Output, unchanged, the part of the records that opens with the line containing "Looking at the photograph above, in which region can the parked" and closes with the line containing "[162,230,185,252]", including both of those lines.

--- BEGIN GIVEN DATA ---

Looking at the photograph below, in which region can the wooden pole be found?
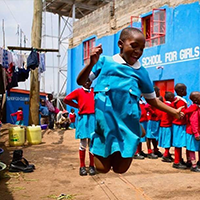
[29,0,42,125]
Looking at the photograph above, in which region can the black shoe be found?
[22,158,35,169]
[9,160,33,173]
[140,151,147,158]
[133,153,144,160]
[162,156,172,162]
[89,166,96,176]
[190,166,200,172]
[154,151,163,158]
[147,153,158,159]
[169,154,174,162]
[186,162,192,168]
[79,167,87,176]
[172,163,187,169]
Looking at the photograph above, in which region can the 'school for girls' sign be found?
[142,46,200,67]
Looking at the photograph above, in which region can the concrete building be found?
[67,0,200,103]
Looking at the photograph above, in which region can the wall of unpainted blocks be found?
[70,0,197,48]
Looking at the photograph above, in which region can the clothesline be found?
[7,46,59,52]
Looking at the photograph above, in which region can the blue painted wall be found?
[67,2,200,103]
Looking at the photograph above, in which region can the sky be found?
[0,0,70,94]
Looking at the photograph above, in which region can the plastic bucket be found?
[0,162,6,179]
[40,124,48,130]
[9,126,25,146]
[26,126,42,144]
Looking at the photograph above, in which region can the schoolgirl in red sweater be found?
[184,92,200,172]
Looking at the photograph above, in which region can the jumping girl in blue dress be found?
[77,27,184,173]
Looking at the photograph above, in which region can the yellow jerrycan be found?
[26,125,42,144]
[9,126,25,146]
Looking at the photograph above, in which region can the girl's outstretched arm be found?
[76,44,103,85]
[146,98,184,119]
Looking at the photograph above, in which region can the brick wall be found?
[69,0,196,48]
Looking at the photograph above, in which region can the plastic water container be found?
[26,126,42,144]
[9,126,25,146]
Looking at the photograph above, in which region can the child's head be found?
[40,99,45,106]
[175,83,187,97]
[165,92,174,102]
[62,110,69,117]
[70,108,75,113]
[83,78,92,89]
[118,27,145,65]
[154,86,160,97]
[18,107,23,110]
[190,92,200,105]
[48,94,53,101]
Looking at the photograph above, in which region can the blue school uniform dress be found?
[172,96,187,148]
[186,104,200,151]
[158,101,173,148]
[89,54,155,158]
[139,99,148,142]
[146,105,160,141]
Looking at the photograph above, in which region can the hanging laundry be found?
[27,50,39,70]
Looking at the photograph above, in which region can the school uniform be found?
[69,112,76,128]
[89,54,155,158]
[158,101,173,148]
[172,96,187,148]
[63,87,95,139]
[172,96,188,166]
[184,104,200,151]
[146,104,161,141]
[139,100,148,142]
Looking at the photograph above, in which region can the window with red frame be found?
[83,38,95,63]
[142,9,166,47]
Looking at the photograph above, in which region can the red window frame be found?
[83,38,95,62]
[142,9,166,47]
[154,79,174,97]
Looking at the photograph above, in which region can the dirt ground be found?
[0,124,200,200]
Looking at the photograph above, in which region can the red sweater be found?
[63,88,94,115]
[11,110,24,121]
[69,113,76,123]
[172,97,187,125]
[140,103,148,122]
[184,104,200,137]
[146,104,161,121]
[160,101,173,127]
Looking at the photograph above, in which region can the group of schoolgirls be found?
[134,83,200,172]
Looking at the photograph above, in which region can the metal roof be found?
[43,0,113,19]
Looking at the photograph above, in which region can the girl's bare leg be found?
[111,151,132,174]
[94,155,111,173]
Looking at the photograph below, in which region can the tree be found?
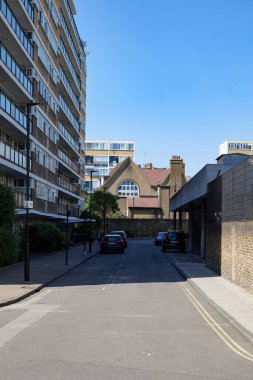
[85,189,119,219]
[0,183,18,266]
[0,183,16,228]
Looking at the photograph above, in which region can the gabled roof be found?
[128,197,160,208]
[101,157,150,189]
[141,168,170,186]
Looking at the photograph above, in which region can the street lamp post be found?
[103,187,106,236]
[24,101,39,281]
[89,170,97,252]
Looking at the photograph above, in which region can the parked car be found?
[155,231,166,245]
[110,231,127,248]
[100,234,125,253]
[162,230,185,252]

--- END GIVEN DATA ---
--- BEGIN GIVEN DATA ---

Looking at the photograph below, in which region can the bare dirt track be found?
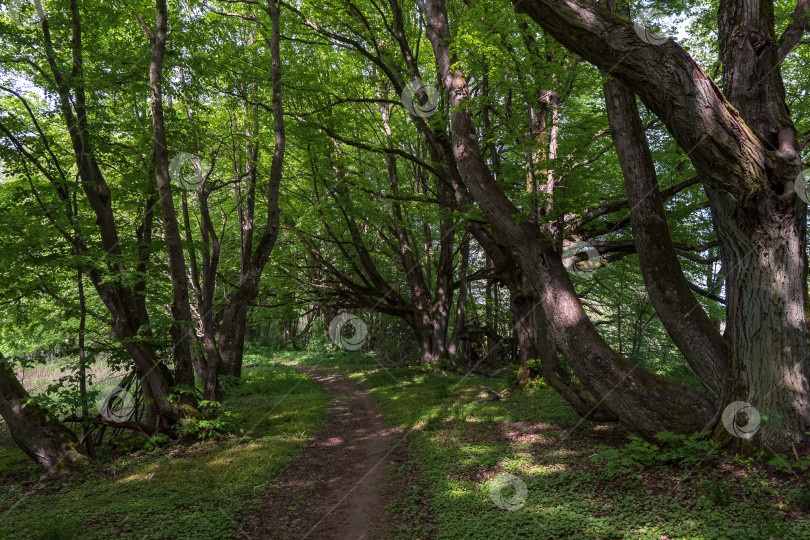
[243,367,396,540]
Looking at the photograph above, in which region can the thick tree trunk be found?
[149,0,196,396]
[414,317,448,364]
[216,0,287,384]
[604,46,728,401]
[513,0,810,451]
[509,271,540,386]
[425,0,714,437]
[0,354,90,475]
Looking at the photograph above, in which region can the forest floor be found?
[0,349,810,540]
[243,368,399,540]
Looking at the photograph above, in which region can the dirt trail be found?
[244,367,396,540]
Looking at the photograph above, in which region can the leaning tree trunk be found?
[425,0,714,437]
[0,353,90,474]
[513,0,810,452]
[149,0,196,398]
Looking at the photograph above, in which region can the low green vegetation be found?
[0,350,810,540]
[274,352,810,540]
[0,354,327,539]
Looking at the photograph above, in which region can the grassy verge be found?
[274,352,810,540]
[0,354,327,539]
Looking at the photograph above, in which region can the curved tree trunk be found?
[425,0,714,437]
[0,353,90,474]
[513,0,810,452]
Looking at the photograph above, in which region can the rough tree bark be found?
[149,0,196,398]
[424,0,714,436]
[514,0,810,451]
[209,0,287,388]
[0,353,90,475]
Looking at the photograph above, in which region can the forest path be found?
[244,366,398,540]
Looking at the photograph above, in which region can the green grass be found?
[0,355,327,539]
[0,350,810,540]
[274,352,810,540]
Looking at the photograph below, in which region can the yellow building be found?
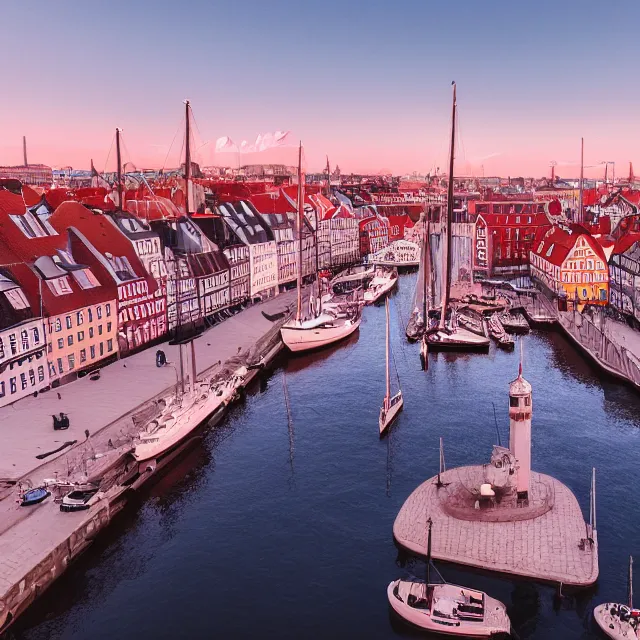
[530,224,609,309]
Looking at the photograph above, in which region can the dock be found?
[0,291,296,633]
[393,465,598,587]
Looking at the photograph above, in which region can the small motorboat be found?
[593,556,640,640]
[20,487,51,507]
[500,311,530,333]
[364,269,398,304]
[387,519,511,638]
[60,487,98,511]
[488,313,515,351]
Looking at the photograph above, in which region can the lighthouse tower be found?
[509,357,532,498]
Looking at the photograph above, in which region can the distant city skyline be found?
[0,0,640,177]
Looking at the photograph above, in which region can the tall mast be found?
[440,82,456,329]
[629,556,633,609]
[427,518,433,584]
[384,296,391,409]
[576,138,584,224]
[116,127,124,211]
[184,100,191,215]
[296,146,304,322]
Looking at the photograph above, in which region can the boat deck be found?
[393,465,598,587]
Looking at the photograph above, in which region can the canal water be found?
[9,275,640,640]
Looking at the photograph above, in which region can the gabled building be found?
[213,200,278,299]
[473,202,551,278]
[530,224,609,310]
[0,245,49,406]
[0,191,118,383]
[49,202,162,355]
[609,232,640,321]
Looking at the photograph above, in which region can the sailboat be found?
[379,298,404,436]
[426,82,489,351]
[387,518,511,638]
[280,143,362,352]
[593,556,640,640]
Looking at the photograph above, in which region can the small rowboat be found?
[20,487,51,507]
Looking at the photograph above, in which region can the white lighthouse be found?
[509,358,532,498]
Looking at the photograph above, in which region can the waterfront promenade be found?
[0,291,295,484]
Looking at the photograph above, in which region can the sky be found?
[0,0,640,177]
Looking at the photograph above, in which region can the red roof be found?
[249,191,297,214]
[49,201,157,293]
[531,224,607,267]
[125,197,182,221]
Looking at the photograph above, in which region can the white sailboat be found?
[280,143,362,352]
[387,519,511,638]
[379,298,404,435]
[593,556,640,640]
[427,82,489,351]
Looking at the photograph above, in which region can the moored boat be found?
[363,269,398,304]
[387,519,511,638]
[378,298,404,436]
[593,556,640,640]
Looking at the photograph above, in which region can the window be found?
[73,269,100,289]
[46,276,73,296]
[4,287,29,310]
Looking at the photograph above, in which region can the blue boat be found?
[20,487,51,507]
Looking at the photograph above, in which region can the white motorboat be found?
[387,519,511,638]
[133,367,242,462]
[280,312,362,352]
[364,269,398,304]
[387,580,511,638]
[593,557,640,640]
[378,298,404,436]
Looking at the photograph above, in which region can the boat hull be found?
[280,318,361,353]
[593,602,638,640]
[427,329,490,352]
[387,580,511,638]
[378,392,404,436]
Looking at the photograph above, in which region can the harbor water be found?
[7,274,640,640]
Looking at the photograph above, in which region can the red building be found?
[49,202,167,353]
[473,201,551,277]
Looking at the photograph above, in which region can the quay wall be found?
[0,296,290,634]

--- END GIVEN DATA ---

- **SOLUTION FOR THIS TASK**
Looking at the photograph above, in which region can the parked car be found?
[155,231,166,245]
[110,231,127,248]
[100,234,125,253]
[162,230,185,252]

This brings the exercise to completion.